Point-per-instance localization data
------------------------------------------------------------

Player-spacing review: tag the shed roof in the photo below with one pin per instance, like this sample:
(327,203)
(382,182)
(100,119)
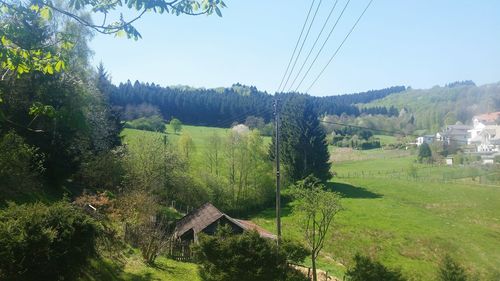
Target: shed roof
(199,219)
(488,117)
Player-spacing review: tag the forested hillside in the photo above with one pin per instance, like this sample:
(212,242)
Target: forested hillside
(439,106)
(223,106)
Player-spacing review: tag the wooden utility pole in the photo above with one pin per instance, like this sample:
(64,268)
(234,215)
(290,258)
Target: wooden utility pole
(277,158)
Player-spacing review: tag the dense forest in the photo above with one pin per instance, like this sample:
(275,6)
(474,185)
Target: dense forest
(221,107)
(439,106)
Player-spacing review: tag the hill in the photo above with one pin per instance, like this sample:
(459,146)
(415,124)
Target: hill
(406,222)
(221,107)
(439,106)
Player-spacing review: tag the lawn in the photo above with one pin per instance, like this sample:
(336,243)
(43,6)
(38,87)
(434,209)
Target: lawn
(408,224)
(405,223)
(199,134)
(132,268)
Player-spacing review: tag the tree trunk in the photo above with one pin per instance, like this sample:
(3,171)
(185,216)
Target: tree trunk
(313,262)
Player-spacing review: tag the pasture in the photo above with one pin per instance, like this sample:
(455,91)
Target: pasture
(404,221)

------------------------------------------------------------

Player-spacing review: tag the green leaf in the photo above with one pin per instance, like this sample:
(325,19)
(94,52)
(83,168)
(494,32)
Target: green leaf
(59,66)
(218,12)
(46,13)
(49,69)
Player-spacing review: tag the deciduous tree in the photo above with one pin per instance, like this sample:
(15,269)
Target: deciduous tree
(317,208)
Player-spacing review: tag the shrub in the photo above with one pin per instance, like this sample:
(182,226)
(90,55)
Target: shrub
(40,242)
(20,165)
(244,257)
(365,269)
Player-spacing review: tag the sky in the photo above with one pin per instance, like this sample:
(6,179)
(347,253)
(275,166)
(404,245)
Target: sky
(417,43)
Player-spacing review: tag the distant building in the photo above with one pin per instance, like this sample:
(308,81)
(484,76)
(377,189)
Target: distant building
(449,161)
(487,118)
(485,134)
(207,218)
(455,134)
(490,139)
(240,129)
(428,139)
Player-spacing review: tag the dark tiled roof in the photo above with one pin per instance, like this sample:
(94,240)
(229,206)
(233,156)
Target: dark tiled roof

------------------------------------------------------------

→ **Exercise description**: Copy out each line of the records where the word "dark" appears.

→ **Completed task**:
Player-spacing review: tag the dark tiled roof in the photo above with one pin per instance, like this sample:
Target: dark tiled roof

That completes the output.